● **GIVEN PROBLEM**: Can you locate every row below that contains the word "flat" and copy each of those rows in full? Case counts.

● **PROVIDED DATA**:
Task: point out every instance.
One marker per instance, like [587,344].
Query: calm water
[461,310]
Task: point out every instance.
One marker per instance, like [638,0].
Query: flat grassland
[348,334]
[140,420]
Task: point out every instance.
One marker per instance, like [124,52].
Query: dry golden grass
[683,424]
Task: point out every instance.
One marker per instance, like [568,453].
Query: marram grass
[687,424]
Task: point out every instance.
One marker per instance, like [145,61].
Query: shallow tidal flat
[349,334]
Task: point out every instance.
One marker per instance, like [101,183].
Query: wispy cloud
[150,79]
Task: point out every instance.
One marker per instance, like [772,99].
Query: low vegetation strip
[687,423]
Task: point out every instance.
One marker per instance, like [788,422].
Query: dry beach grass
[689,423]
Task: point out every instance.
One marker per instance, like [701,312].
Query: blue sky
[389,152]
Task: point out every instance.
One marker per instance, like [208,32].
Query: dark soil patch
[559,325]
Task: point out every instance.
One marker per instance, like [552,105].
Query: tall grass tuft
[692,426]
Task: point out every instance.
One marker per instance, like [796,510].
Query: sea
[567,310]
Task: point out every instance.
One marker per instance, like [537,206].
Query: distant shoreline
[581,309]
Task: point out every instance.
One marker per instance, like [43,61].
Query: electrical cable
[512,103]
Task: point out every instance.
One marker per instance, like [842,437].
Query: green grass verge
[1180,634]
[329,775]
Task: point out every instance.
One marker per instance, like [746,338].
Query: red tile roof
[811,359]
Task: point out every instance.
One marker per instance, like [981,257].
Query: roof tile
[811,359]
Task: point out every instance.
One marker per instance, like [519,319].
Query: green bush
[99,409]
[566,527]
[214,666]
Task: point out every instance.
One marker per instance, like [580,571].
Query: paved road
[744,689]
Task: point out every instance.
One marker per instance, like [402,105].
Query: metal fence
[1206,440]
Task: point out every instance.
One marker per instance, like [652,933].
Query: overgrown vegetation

● **RESPONSE TO THIS EXERCISE**:
Query: flat grassland
Query: shallow tidal flat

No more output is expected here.